* _Exercise goal_
Should a line below contain the word "then", report it.
Provided records Start Marker
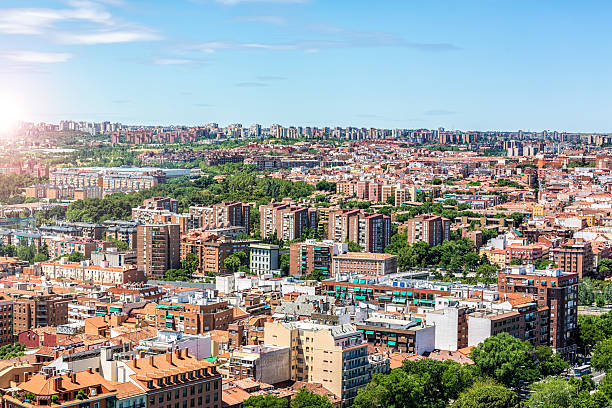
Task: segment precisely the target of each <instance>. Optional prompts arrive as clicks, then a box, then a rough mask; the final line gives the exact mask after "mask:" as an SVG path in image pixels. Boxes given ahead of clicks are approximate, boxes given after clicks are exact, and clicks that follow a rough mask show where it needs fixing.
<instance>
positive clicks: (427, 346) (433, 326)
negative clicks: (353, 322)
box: [356, 316, 435, 355]
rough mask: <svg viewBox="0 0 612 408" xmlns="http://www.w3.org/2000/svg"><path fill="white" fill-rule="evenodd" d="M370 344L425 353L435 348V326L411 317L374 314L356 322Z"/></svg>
mask: <svg viewBox="0 0 612 408" xmlns="http://www.w3.org/2000/svg"><path fill="white" fill-rule="evenodd" d="M356 327H357V331H360V332H361V333H363V335H364V337H365V339H366V341H367V342H368V344H370V346H373V347H379V348H383V349H385V348H388V349H391V350H395V351H399V352H400V353H409V354H418V355H423V354H425V353H429V352H431V351H433V350H434V348H435V347H434V343H435V340H434V339H435V327H434V326H431V325H430V326H426V325H424V324H422V322H420V321H419V322H417V321H415V320H410V319H406V320H404V319H399V318H390V317H379V316H372V317H369V318H367V319H366V320H364V321H362V322H359V323H357V324H356Z"/></svg>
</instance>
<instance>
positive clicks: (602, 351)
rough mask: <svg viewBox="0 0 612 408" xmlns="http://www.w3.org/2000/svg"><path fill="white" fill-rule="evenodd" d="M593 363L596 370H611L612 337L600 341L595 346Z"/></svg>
mask: <svg viewBox="0 0 612 408" xmlns="http://www.w3.org/2000/svg"><path fill="white" fill-rule="evenodd" d="M591 365H592V366H593V368H594V369H596V370H601V371H606V372H607V371H610V370H612V338H609V339H606V340H604V341H602V342H601V343H598V344H597V345H596V346H595V347H594V348H593V357H592V358H591Z"/></svg>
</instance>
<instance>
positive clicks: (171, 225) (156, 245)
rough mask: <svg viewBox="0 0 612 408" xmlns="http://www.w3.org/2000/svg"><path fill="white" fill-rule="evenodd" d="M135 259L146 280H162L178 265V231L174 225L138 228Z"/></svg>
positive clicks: (178, 262) (165, 225)
mask: <svg viewBox="0 0 612 408" xmlns="http://www.w3.org/2000/svg"><path fill="white" fill-rule="evenodd" d="M137 236H138V245H137V251H136V259H137V264H138V269H140V270H143V271H144V273H145V275H146V276H147V278H148V279H159V278H163V276H164V274H165V273H166V271H167V270H168V269H173V268H178V267H179V264H180V242H181V240H180V229H179V226H178V225H175V224H146V225H139V226H138V233H137Z"/></svg>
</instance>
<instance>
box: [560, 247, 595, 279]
mask: <svg viewBox="0 0 612 408" xmlns="http://www.w3.org/2000/svg"><path fill="white" fill-rule="evenodd" d="M550 252H551V253H552V260H553V262H554V263H556V264H557V265H559V268H561V269H563V272H567V273H576V274H578V277H579V278H580V279H582V278H583V277H587V276H590V275H592V274H593V272H594V263H593V249H592V247H591V243H590V242H584V241H582V242H577V241H575V240H569V241H568V242H566V243H564V244H563V245H561V246H560V247H559V248H552V249H551V250H550Z"/></svg>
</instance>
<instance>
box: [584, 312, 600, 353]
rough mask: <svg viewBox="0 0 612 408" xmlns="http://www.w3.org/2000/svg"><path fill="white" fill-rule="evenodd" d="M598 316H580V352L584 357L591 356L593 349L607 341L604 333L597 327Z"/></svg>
mask: <svg viewBox="0 0 612 408" xmlns="http://www.w3.org/2000/svg"><path fill="white" fill-rule="evenodd" d="M598 320H599V318H598V317H597V316H589V315H578V336H577V343H578V350H579V351H580V353H582V355H584V356H588V355H589V354H591V351H592V350H593V347H595V345H596V344H597V343H599V342H601V341H603V340H604V339H605V335H604V333H603V332H602V331H601V330H600V329H599V327H598V326H597V321H598Z"/></svg>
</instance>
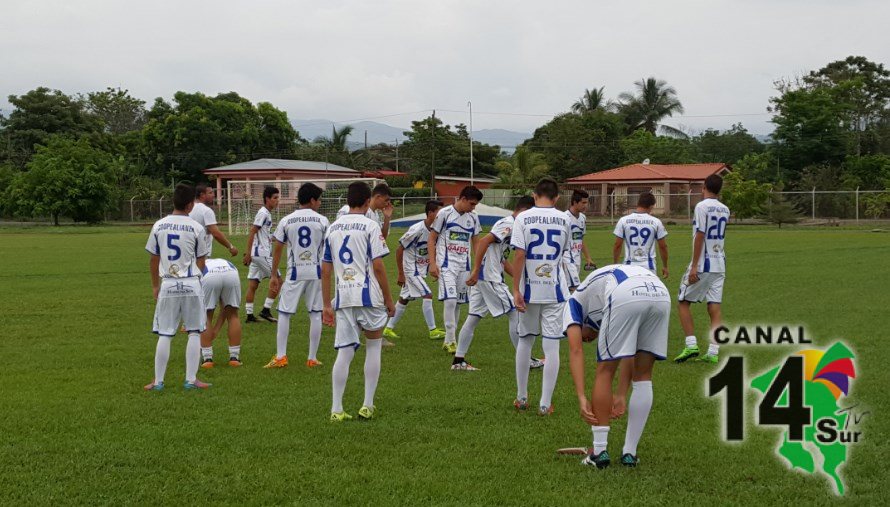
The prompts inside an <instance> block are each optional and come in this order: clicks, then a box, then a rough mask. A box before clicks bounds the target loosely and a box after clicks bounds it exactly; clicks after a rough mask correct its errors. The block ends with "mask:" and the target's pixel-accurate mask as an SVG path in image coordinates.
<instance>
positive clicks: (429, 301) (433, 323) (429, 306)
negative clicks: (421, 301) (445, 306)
mask: <svg viewBox="0 0 890 507" xmlns="http://www.w3.org/2000/svg"><path fill="white" fill-rule="evenodd" d="M423 320H425V321H426V327H427V328H429V330H430V331H432V330H433V329H436V312H434V311H433V300H432V299H424V300H423Z"/></svg>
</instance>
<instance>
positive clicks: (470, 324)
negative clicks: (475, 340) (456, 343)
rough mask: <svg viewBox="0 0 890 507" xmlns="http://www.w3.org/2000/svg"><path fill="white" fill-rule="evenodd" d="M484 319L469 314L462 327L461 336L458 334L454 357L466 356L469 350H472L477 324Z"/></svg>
mask: <svg viewBox="0 0 890 507" xmlns="http://www.w3.org/2000/svg"><path fill="white" fill-rule="evenodd" d="M481 320H482V319H481V318H479V317H478V316H477V315H467V320H465V321H464V325H463V326H461V328H460V336H458V340H457V352H455V354H454V357H466V356H467V351H468V350H470V344H471V343H473V333H474V332H475V331H476V326H478V325H479V321H481Z"/></svg>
Provided records End Marker
* _Output of the exercise_
Task: segment precisely the target of each <instance>. Optional prompts arrive as clicks, then a box, then a rough mask; the final line gives the exact mask after "mask:" as an SVG path in image pixels. Boxes given ahead of clicks are approximate, boxes given after clicks are exact, and clicks that follow a rough mask show where it needs fixing.
The prompts inside an <instance> block are each optional and come in this order: clicks, then a box, then a rough mask. A box before clicks bounds the target loosely and a box after clicks bounds it exactly; clicks after a rough mask correct its errors. The block ends with "mask:" and the target's pixel-accurate mask as an SVG path in image coordinates.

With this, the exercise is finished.